◆ Task goal: Copy the records word for word, starting at the line that contains "segment black backpack" and stopping after the line that contains "M203 182L203 184L205".

* BEGIN Rows *

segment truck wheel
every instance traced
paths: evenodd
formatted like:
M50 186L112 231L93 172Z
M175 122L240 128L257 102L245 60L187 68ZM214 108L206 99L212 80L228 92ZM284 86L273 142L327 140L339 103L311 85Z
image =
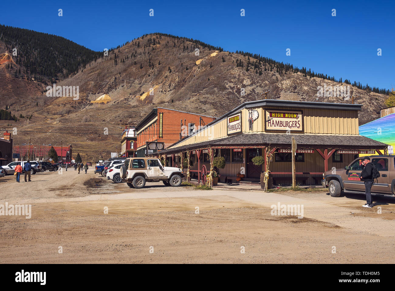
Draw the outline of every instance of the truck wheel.
M122 180L123 179L119 176L119 174L115 174L114 175L114 177L113 177L113 181L114 181L114 183L120 183Z
M332 197L339 197L342 193L340 183L336 180L331 180L329 182L329 193Z
M145 179L142 176L137 176L133 180L133 187L141 189L145 185Z
M173 175L171 176L169 181L170 185L173 187L178 187L181 185L182 180L179 175Z

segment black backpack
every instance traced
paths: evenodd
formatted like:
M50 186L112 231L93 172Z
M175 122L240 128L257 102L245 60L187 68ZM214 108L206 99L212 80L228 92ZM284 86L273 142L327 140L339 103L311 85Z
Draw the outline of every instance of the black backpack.
M372 179L375 179L380 178L380 172L377 169L377 167L373 163L372 163L372 164L373 165L372 167Z

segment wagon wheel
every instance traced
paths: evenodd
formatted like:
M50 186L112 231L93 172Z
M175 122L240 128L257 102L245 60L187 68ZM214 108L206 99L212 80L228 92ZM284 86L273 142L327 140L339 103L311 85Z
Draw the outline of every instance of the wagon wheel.
M203 182L203 184L205 184L207 182L206 175L207 175L207 169L206 168L206 166L203 165L201 166L201 181Z

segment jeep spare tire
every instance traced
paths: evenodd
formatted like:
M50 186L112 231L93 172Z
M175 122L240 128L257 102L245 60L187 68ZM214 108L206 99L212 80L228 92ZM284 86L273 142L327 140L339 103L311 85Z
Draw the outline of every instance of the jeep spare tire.
M119 176L121 176L122 180L126 178L126 174L127 174L127 172L126 172L126 166L125 165L122 165L119 169Z
M173 175L170 178L169 181L172 187L178 187L181 185L182 180L179 175Z
M141 189L145 185L145 179L142 176L137 176L133 179L133 187L136 189Z
M342 187L337 180L331 180L328 186L329 193L332 197L339 197L342 193Z

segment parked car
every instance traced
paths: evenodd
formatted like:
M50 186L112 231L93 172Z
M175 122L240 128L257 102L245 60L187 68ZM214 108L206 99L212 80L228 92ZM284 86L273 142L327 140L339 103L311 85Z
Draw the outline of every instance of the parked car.
M6 175L7 174L13 174L15 172L15 168L17 166L17 165L21 165L22 166L22 168L23 168L23 166L24 166L24 164L26 162L26 161L12 162L6 166L2 166L3 168L5 170ZM32 175L34 175L38 172L41 171L41 165L38 162L35 161L30 161L30 164L32 165L31 172Z
M51 164L49 162L41 162L41 172L44 172L47 170L49 172L56 172L58 169L56 164Z
M122 180L119 174L119 171L123 164L116 164L111 166L107 171L107 180L112 180L115 183L120 183Z
M108 169L111 167L113 165L117 164L123 164L124 162L125 161L125 160L126 159L126 158L112 158L110 159L110 162L107 163L107 164L104 166L104 173L102 172L102 176L103 177L106 177L107 175L107 170ZM103 174L104 174L103 175Z
M102 174L102 172L104 171L104 165L98 165L95 166L95 174L99 173Z
M370 156L371 161L376 165L380 177L375 180L371 192L374 195L395 197L395 156ZM354 160L344 169L327 171L323 173L321 183L329 188L333 197L339 197L342 192L365 194L363 181L361 180L361 172L364 166L362 157Z
M164 167L157 158L128 158L121 166L120 175L129 187L137 189L143 187L146 182L159 181L177 187L184 177L181 169Z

* END Rows *

◆ The completed task:
segment black backpack
every instance traced
paths: evenodd
formatted like:
M50 186L112 231L93 172Z
M175 122L240 128L257 102L245 60L187 68ZM214 108L206 99L212 80L228 92ZM284 86L273 142L327 140L339 103L311 85Z
Draw the outline of every instance of the black backpack.
M372 179L375 179L380 178L380 172L377 169L377 167L373 163L372 163L372 164L373 165L372 167Z

segment wagon wheel
every instance traced
paths: evenodd
formatted like:
M50 186L112 231L93 172Z
M175 122L240 128L257 102L245 60L187 68ZM214 108L206 99L212 80L228 92ZM284 86L273 142L327 140L339 103L311 85Z
Draw the outline of every instance of the wagon wheel.
M203 182L203 184L205 184L207 182L206 175L207 175L207 169L206 168L206 166L203 165L201 166L201 181Z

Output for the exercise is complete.